In a commencement address last month, former U.S. Secretary of State Rex Tillerson said, “When we as people, a free people, go wobbly on the truth even on what may seem the most trivial matters, we go wobbly on America.”

That “go wobbly” caught the ear of friend-of-NOOBS Stuart Semmel, as an echo of a famous Margaret Thatcher quote. She described in her memoirs a conversation with Pres. George H.W. Bush during the first Gulf War: “We must use our powers to stop Iraqi shipping,” she recalled telling him. “This was no time to go wobbly.”

The relevant OED definition is “Wavering, uncertain, or insecure; unreliable, unstable.” And I hasten to say that the word “wobbly” is nothing new in the U.S., especially in the literal sense of wavering back and forth. In addition, “Wobbly” is a slang term for a member of the International Workers of the World (I.W.W.) labor union. (A 1923 article by a member of the union gave an account of how the term originated: “In Vancouver, in 1911, we had a number of Chinese members and one restaurant keeper would trust any member for meals. He could not pronounce the letter w, but called it wobble, and would ask: ‘You I. Wobble Wobble?’ [that is, I. W. W.] and when the card was shown, credit was unlimited. Thereafter the laughing term among us was I. Wobbly Wobbly.”)

But “go wobbly” definitely has a Thatcherian and very British feel. Searching for the phrase in the New York Times, I found it in a January 2018 article about a conservative group’s hoped-for turn of events after a government shutdown a few years back:

“The public would express outrage that the president was willing to hold America’s full faith and credit hostage over the much-disliked Obamacare. Democrats would go wobbly.”

And then, not long after hearing from Stuart, I read in The New Yorker an article about the hacked e-mails of Sony Pictures co-chair Amy Pascal. One of them, from producer Scott Rudin, remarked, “So you’re feeling wobbly in the job right now.”

It’s clear: “wobbly” has arrived.

 

 

 

“Pull”

In today’s Philadelphia Inquirer, fashion columnist Elizabeth Wellington gives advice on what to wear to summer festivals. She warns men to be aware of what’s on their t-shirts because

the wrong phrase or picture can turn a nice guy into a lout. Topics to stay away from: how good you are in bed, how many women you can pull, how much beer you can guzzle.

I’ve noted this particular “pull” quite a bit in the U.K., but not till now in America. The OED has this definition and citations:

 a. Brit. slang. To pick up (a partner), esp. for sexual intercourse; to seduce. Also intr.

1965   Sunday Express 25 July 17/2   As a young man I could never pull (pick up) any birds of my own class.

[STORED DATA]

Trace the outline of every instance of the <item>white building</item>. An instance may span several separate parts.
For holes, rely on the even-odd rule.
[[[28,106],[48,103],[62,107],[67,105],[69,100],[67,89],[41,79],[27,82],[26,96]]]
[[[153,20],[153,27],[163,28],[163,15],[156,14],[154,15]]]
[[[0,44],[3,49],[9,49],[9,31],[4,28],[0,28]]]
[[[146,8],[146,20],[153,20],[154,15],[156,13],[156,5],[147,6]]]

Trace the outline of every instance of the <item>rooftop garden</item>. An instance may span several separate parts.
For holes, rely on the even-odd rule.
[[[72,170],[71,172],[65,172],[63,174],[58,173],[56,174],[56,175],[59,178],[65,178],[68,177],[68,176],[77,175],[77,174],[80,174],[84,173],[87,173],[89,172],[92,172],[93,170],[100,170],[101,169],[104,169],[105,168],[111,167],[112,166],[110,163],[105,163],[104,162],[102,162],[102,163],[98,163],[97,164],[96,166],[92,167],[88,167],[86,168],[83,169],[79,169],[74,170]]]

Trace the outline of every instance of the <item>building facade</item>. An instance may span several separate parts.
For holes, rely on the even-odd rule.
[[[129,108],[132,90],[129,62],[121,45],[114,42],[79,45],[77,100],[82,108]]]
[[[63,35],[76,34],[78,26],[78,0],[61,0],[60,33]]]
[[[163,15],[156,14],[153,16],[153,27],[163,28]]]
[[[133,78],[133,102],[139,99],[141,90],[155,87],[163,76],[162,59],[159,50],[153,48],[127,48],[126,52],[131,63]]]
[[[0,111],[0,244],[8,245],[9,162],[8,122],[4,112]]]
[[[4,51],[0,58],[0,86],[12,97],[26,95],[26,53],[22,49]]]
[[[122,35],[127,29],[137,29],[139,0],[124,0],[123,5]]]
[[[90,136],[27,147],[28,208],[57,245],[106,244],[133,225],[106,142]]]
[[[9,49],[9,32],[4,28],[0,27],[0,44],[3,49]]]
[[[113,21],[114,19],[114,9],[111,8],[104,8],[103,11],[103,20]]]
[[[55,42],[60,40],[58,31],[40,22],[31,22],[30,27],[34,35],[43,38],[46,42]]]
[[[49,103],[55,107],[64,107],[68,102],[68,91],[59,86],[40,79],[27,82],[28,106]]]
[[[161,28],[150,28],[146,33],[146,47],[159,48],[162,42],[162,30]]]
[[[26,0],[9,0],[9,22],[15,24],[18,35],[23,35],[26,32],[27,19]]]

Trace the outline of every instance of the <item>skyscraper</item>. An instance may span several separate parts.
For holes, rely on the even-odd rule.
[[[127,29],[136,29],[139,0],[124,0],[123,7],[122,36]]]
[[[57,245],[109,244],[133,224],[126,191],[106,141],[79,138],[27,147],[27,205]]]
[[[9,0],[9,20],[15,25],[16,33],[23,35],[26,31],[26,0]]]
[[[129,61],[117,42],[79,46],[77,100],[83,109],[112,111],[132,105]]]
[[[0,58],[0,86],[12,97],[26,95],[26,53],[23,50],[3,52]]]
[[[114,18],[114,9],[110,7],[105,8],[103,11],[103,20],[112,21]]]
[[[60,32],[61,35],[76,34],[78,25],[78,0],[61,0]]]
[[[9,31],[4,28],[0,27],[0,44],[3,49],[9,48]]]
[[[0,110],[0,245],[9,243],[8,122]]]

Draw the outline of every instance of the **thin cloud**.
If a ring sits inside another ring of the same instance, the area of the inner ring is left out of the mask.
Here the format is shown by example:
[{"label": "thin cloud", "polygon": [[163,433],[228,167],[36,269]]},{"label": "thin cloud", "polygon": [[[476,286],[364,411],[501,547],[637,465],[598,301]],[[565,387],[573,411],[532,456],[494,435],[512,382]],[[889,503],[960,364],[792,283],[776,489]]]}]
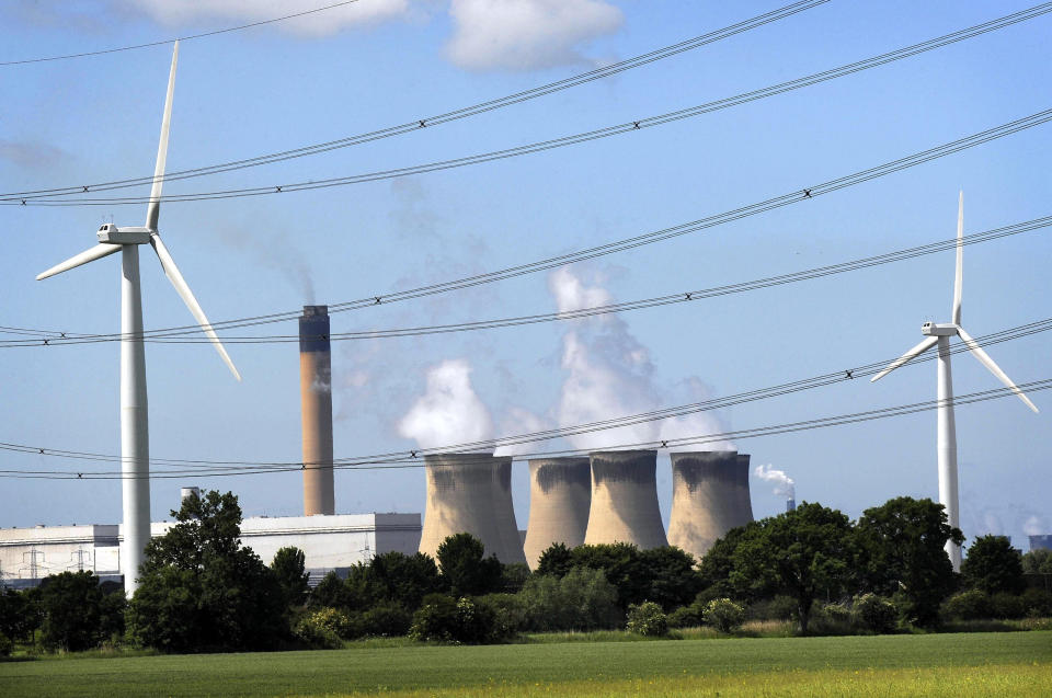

[WRITTEN PROBLEM 1]
Reproduce, word for word, the stretch of the post on British slang in American usage from "I’ve noted this" through "seduce. Also intr.".
[WRITTEN PROBLEM 2]
Resume the post on British slang in American usage after its final line.

[EXPECTED ANSWER 1]
I’ve noted this particular “pull” quite a bit in the U.K., but not till now in America. The OED has this definition and citations:

 a. Brit. slang. To pick up (a partner), esp. for sexual intercourse; to seduce. Also intr.

[EXPECTED ANSWER 2]
1973   E. Boyd & R. Parkes Dark Number vi. 69   Five years ago you did the big male-menopause bit, didn’t you? Skulking off to Paris to prove you could still pull the birds.
1985   J. Sullivan Only Fools & Horses (1999) I. 4th Ser. Episode 6. 246   Rodney, use your loaf, you’re never gonna pull a tart dressed up like Bertie Bassett.
1993   Bella 29 Sept. 40/1   ‘So you’re a barman,’ she said with a wicked glint in her eyes. ‘I bet you don’t have any trouble pulling.’
The first and most popular definition on Urban Dictionary was posted in 2003 by  an English contributor:
“Word used to describe the successful act of attracting a person to such an extent that you would be able to snog or perhaps bone them if you so desired.
With the help of my lucky Y-fronts I should pull tonight.”
I leave open the question of whether “Y-fronts” is a Britishism, and what in fact it is.
Update: After I tweeted about this post, Elizabeth Wellington, who is African-American, responded: “please ‘pulling chicks’ has been a part of hood vernacular for a minute. :)”
So there you go.

“Food hall”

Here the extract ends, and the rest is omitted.